═══ GIVEN TEXT

Reputation: 600
I have this very simple dataset.
id <- c(12, 13, 26, 45, 55, 66)
group <- c("one", "one", "two", "two", "three", "three")
txt <- c("quick", "brown", NA, "fox", NA, NA)
df <- data.frame(id, group, txt)
df
> df
id group txt
1 12 one quick
2 13 one brown
3 26 two <NA>
4 45 two fox
5 55 three <NA>
6 66 three <NA>
I want to aggregate by group. I am trying this,
df |>
dplyr::group_by(group) |>
dplyr::summarise(txt = paste(txt, collapse = ", "))
# A tibble: 3 × 2
group txt
<chr> <chr>
1 one quick, brown
2 three NA, NA
3 two NA, fox
As we see the NA
are outed as characters. Secondly, three comes after one in the group column. I want to have something like this,
group txt
1 one quick, brown
2 two fox
3 three <NA>
Any idea how to fix this simple problem?
Upvotes: 1
Views: 71
Reputation: 270045
Check if all values are NA and if so return NA and otherwise remove the NA's and use toString on the remaining elements.
library(dplyr)
df %>%
summarize(txt = if (all(is.na(txt))) NA else toString(na.omit(txt)), .by=group)
A variation of that approach which is slightly more compact is to compute toString as above but then use Find to return it or NULL if it is the empty string. ... %||% NA
then converts NULL to NA.
df %>%
summarize(txt = Find(nzchar, toString(na.omit(txt))) %||% NA, .by = group)
Upvotes: 0
Reputation: 7979
Base R
aggregate(txt~group, df, na.action = 'na.pass',
FUN = \(i) {i = na.omit(unique(i)); if (length(i)) i else NA})[
order(unique(df$group)), ]
group txt
1 one quick, brown
3 two fox
2 three NA
Upvotes: 2
Reputation: 389205
You may either handle it yourself by code -
library(dplyr)
df |>
dplyr::summarise(txt = if(all(is.na(txt))) NA else toString(na.omit(txt)), .by = group)
group txt
#1 one quick, brown
#2 two fox
#3 three <NA>
Or use hablar::max_
which does the same thing.
df |>
dplyr::summarise(txt = toString(hablar::max_(txt)), .by = group)
Upvotes: 2

══════

» TASK REQUIREMENTS
Can you repeat, word for word, everything in the R grouping thread from "Reputation: 600" down to "data.frame(id, group, txt)"?

═══ DATA ROWS

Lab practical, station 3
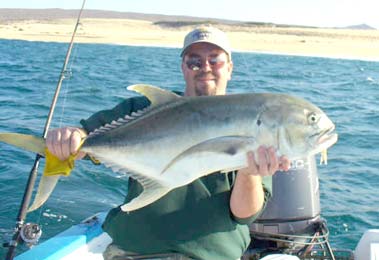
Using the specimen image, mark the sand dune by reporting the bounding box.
[0,10,379,60]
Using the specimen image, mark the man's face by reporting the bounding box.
[182,43,233,96]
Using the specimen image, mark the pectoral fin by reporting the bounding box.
[128,84,181,107]
[121,181,171,212]
[162,136,256,177]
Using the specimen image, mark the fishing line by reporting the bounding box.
[58,42,79,128]
[6,0,86,260]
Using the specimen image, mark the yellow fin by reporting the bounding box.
[127,84,181,107]
[0,133,46,156]
[43,148,76,176]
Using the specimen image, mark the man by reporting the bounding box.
[46,27,289,260]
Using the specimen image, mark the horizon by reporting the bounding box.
[0,0,379,29]
[0,7,379,30]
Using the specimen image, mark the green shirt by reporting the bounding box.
[81,97,270,260]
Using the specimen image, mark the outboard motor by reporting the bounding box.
[246,156,348,259]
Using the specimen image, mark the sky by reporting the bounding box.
[0,0,379,29]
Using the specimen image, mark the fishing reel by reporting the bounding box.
[20,223,42,247]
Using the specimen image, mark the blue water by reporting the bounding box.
[0,40,379,258]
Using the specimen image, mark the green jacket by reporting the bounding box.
[81,94,270,260]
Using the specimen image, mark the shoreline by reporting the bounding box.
[0,18,379,61]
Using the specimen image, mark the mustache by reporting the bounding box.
[195,71,213,79]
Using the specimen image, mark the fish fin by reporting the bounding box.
[28,148,76,212]
[43,148,76,176]
[121,178,171,212]
[28,175,60,212]
[127,84,181,107]
[161,136,257,176]
[320,149,328,165]
[0,133,46,156]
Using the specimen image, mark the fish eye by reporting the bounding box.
[308,113,320,124]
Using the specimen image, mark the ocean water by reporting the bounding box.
[0,40,379,258]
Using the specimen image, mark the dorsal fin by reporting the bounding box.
[127,84,181,107]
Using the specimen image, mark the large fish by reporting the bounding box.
[0,85,337,211]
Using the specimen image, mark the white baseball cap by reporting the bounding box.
[180,26,232,59]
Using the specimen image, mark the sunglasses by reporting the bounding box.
[186,56,226,71]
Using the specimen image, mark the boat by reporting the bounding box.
[15,157,379,260]
[5,2,379,260]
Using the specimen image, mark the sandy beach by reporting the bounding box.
[0,18,379,61]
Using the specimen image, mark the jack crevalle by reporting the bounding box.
[0,85,337,211]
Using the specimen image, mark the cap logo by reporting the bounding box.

══════

» SOLUTION TO THE PROBLEM
Reputation: 600
I have this very simple dataset.
id <- c(12, 13, 26, 45, 55, 66)
group <- c("one", "one", "two", "two", "three", "three")
txt <- c("quick", "brown", NA, "fox", NA, NA)
df <- data.frame(id, group, txt)